(Segmentation mask data)
•••

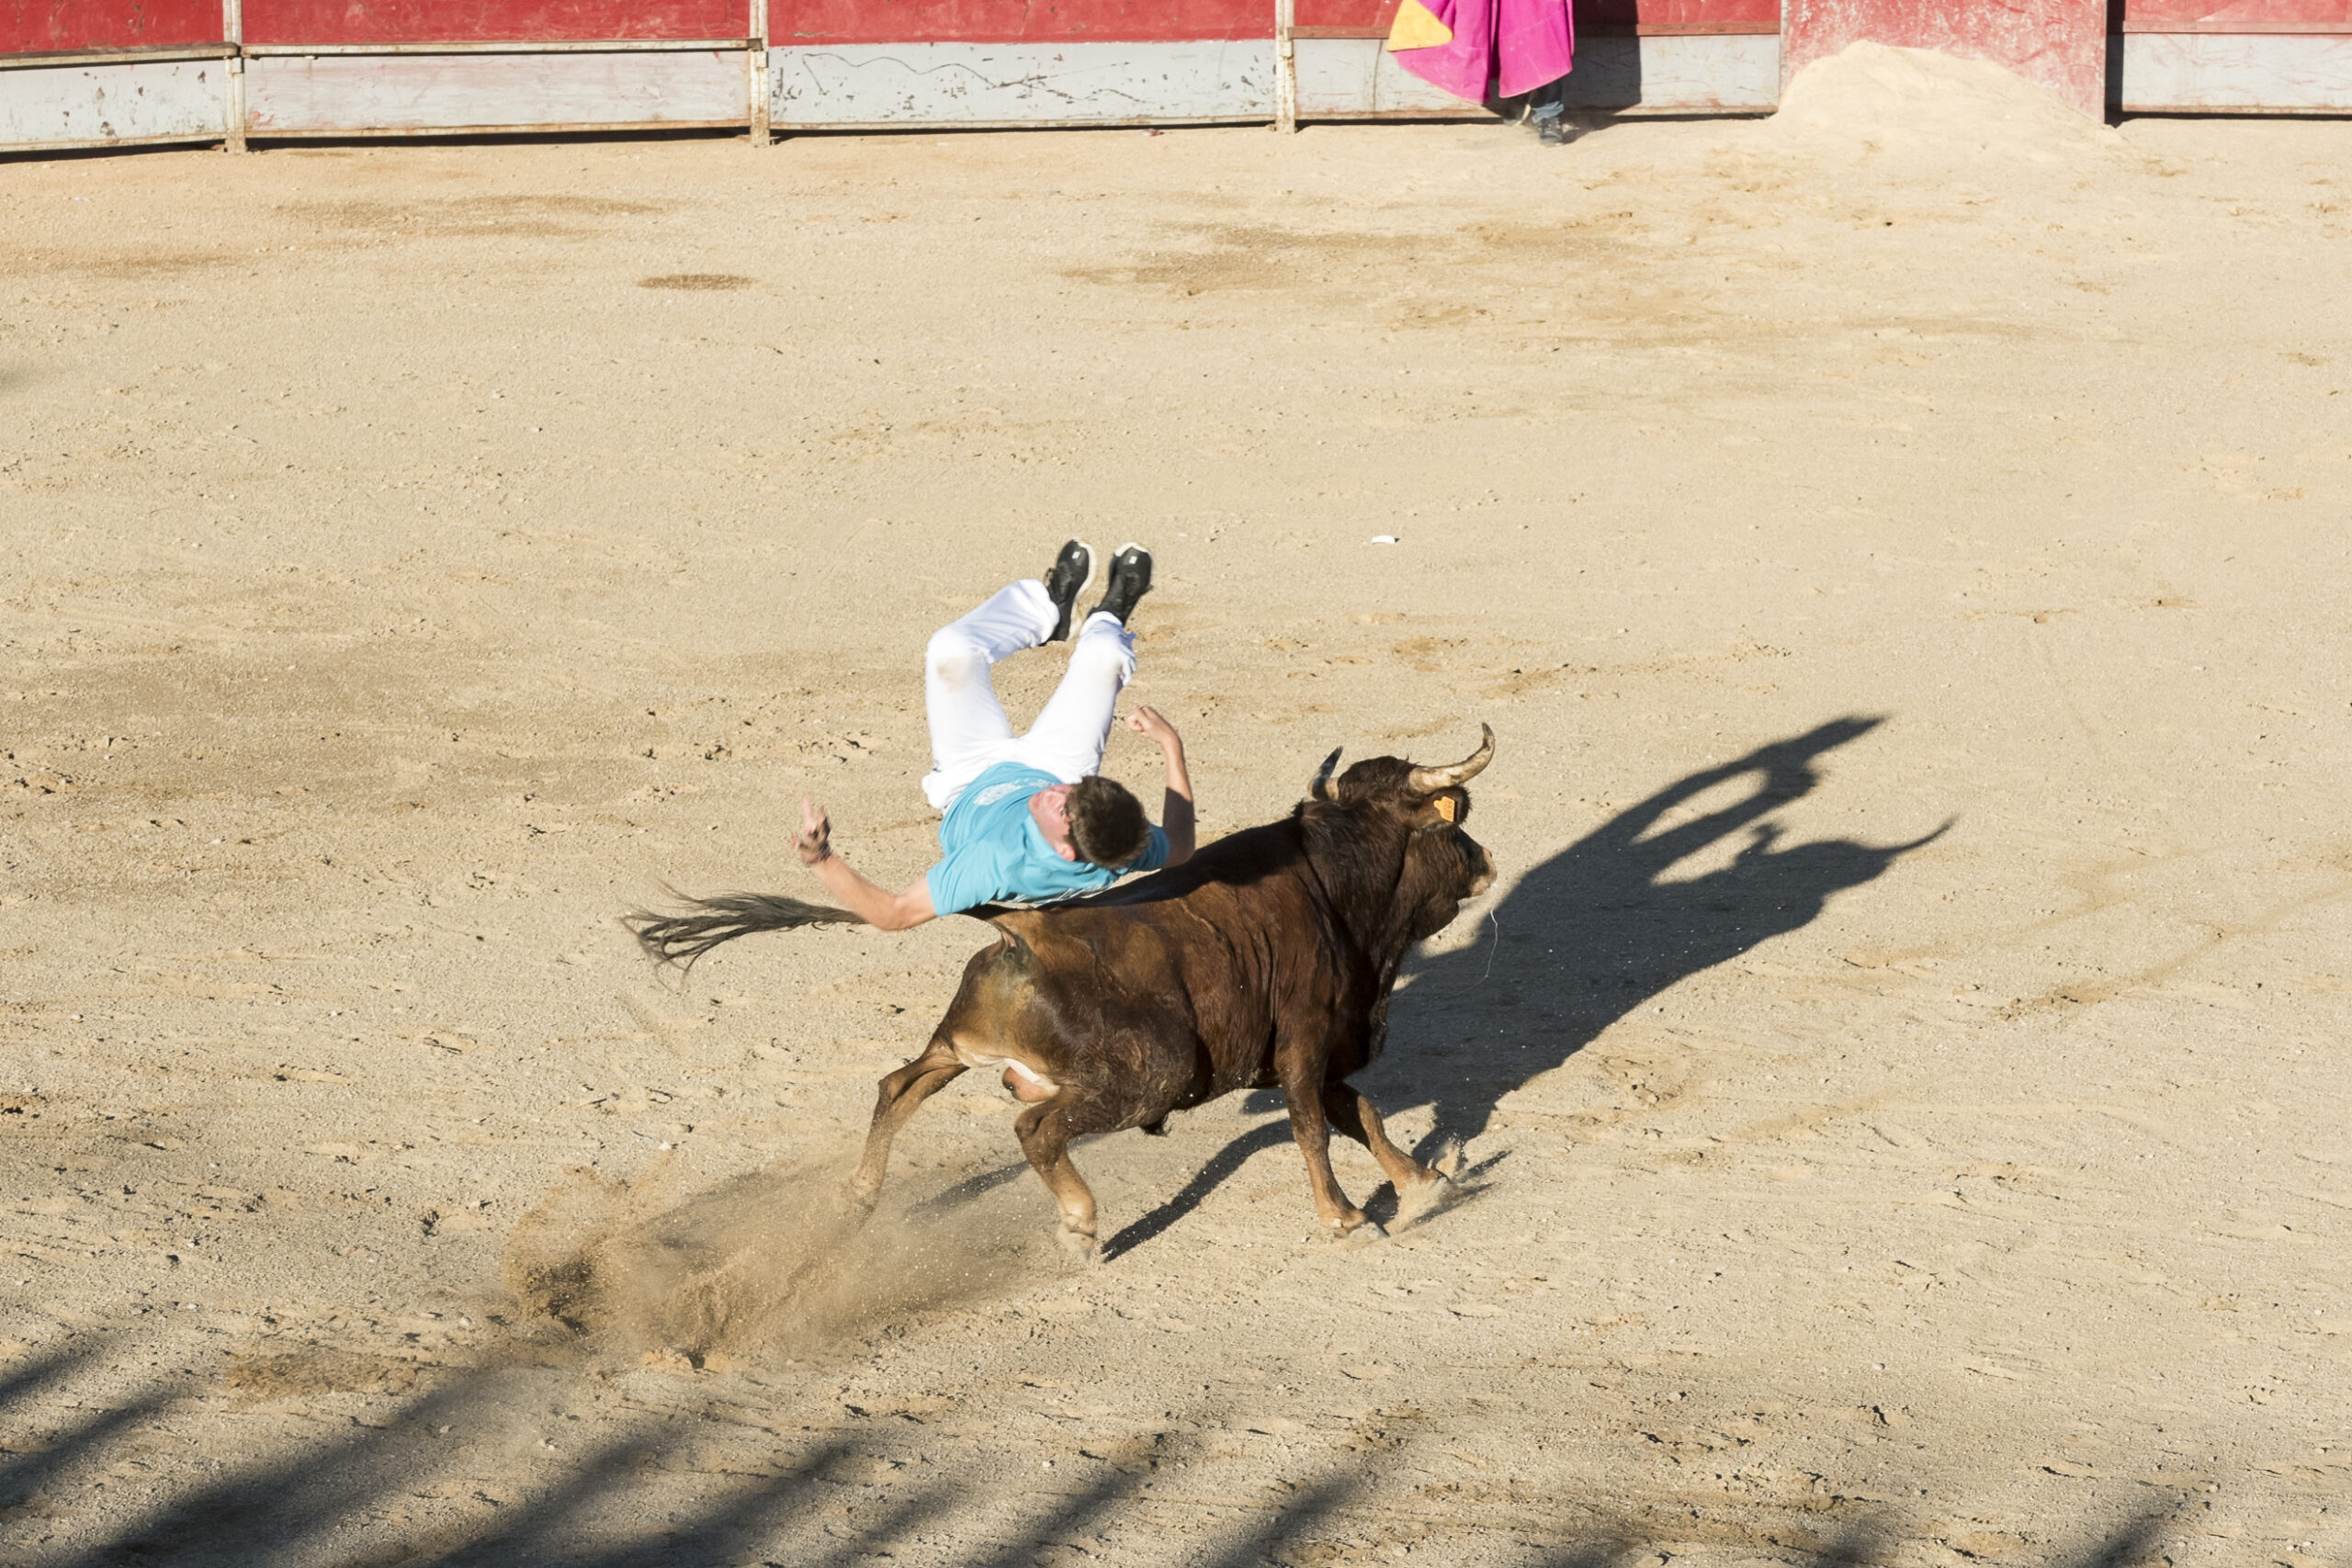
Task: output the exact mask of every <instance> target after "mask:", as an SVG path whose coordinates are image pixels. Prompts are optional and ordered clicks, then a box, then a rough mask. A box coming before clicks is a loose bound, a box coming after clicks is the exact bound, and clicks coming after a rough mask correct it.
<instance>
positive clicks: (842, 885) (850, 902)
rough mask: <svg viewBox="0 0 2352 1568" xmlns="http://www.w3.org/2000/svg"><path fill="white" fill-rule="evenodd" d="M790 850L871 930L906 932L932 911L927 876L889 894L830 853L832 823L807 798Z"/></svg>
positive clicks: (832, 841)
mask: <svg viewBox="0 0 2352 1568" xmlns="http://www.w3.org/2000/svg"><path fill="white" fill-rule="evenodd" d="M793 849H797V851H800V863H802V865H807V867H809V870H814V872H816V877H818V882H823V884H826V891H828V893H833V896H835V898H840V900H842V907H847V910H849V912H851V914H856V917H858V919H863V922H866V924H868V926H873V929H875V931H906V929H908V926H920V924H922V922H927V919H931V917H934V914H936V910H931V882H929V879H927V877H917V879H915V884H913V886H908V891H903V893H891V891H887V889H880V886H875V884H873V882H866V877H861V875H858V872H856V870H851V865H849V860H842V858H840V856H837V853H833V823H830V820H828V818H826V809H823V806H818V804H816V802H814V799H809V797H802V802H800V837H797V839H795V842H793Z"/></svg>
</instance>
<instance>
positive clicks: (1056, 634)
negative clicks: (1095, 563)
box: [1044, 538, 1094, 642]
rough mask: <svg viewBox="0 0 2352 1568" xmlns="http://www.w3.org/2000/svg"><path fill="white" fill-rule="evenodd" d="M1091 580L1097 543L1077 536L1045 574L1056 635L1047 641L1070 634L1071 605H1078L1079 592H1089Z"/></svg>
mask: <svg viewBox="0 0 2352 1568" xmlns="http://www.w3.org/2000/svg"><path fill="white" fill-rule="evenodd" d="M1091 581H1094V545H1089V543H1087V541H1084V538H1073V541H1070V543H1065V545H1063V548H1061V555H1056V557H1054V564H1051V567H1049V569H1047V574H1044V597H1049V599H1054V635H1051V637H1047V642H1061V639H1063V637H1068V635H1070V607H1073V604H1077V595H1082V592H1087V583H1091Z"/></svg>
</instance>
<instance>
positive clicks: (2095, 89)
mask: <svg viewBox="0 0 2352 1568" xmlns="http://www.w3.org/2000/svg"><path fill="white" fill-rule="evenodd" d="M1863 38H1867V40H1870V42H1882V45H1898V47H1903V49H1943V52H1945V54H1962V56H1969V59H1990V61H1997V63H2002V66H2009V68H2011V71H2016V73H2018V75H2023V78H2025V80H2030V82H2042V85H2044V87H2049V89H2051V92H2056V94H2058V96H2060V99H2065V101H2067V103H2072V106H2074V108H2079V110H2082V113H2086V115H2103V113H2105V108H2107V103H2105V101H2107V0H1788V7H1785V9H1783V14H1780V80H1783V85H1785V82H1788V78H1792V75H1797V73H1799V71H1804V68H1806V66H1811V63H1813V61H1816V59H1825V56H1830V54H1837V52H1839V49H1844V47H1846V45H1851V42H1856V40H1863Z"/></svg>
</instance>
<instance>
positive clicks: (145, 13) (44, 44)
mask: <svg viewBox="0 0 2352 1568" xmlns="http://www.w3.org/2000/svg"><path fill="white" fill-rule="evenodd" d="M216 42H221V0H0V54H56V52H64V49H160V47H181V45H216Z"/></svg>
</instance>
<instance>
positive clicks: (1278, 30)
mask: <svg viewBox="0 0 2352 1568" xmlns="http://www.w3.org/2000/svg"><path fill="white" fill-rule="evenodd" d="M1296 24H1298V0H1275V129H1277V132H1282V134H1291V132H1296V129H1298V47H1296V45H1294V42H1291V28H1294V26H1296Z"/></svg>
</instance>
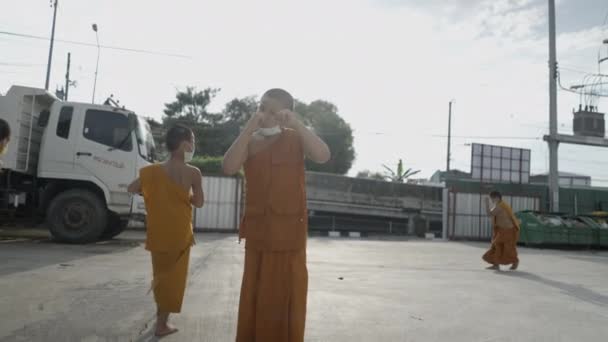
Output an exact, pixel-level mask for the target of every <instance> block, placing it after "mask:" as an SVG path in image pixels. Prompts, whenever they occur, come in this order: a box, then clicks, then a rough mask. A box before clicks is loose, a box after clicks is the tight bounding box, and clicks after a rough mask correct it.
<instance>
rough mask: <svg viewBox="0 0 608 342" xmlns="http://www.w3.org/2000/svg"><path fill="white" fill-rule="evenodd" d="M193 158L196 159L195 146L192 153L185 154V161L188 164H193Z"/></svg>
mask: <svg viewBox="0 0 608 342" xmlns="http://www.w3.org/2000/svg"><path fill="white" fill-rule="evenodd" d="M192 158H194V146H192V152H188V151H185V152H184V161H185V162H186V163H189V162H191V161H192Z"/></svg>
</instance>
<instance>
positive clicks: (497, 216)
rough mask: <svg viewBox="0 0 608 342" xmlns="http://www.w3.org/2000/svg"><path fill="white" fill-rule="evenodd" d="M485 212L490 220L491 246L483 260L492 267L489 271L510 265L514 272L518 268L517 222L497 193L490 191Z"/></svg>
mask: <svg viewBox="0 0 608 342" xmlns="http://www.w3.org/2000/svg"><path fill="white" fill-rule="evenodd" d="M490 201H491V202H492V204H491V205H490ZM486 211H487V213H488V216H490V217H491V218H492V245H491V246H490V249H489V250H488V251H487V252H486V253H485V254H484V255H483V260H485V261H486V262H487V263H489V264H491V265H492V266H490V267H488V269H491V270H500V266H499V265H511V269H512V270H516V269H517V267H518V266H519V258H518V257H517V240H518V239H519V221H518V220H517V218H516V217H515V215H514V214H513V210H512V209H511V206H509V205H508V204H507V203H506V202H505V201H503V200H502V195H501V194H500V192H498V191H492V192H491V193H490V198H486Z"/></svg>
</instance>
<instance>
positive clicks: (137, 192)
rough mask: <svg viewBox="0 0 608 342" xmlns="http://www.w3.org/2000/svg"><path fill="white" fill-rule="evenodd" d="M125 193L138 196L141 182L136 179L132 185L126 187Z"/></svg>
mask: <svg viewBox="0 0 608 342" xmlns="http://www.w3.org/2000/svg"><path fill="white" fill-rule="evenodd" d="M127 191H128V192H130V193H132V194H140V193H141V180H140V179H139V178H137V179H136V180H134V181H133V183H131V184H129V186H128V187H127Z"/></svg>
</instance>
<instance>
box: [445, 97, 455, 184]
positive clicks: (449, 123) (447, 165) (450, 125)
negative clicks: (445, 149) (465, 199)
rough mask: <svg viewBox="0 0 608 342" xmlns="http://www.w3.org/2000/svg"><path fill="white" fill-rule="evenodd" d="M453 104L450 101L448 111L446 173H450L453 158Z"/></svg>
mask: <svg viewBox="0 0 608 342" xmlns="http://www.w3.org/2000/svg"><path fill="white" fill-rule="evenodd" d="M452 102H453V100H450V107H449V111H448V156H447V166H446V168H445V170H446V172H450V159H451V157H452Z"/></svg>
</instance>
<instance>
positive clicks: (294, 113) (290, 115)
mask: <svg viewBox="0 0 608 342" xmlns="http://www.w3.org/2000/svg"><path fill="white" fill-rule="evenodd" d="M277 118H278V120H279V124H280V125H281V126H282V127H287V128H292V129H295V128H296V127H297V125H298V124H299V123H300V121H299V120H298V116H297V115H296V113H294V112H292V111H291V110H289V109H283V110H282V111H280V112H278V113H277Z"/></svg>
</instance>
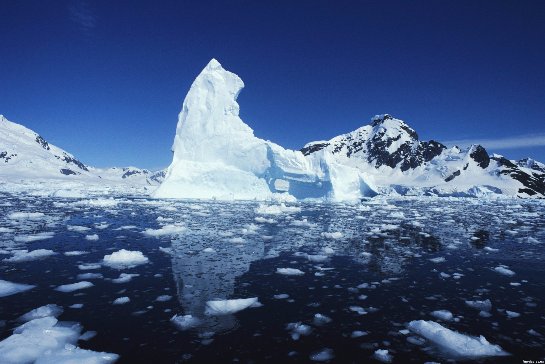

•••

### Task to complete:
Report each line of the records above that contains the string "positive", copying every such line in full.

### Problem solution:
positive clicks: (842, 885) (850, 902)
positive clicks: (832, 841)
positive clicks: (1056, 634)
positive clicks: (2095, 89)
positive clicks: (145, 13) (44, 44)
positive clicks: (1278, 30)
positive clicks: (497, 216)
positive clicks: (137, 192)
positive clicks: (449, 123) (447, 165) (450, 125)
positive clicks: (294, 113) (290, 115)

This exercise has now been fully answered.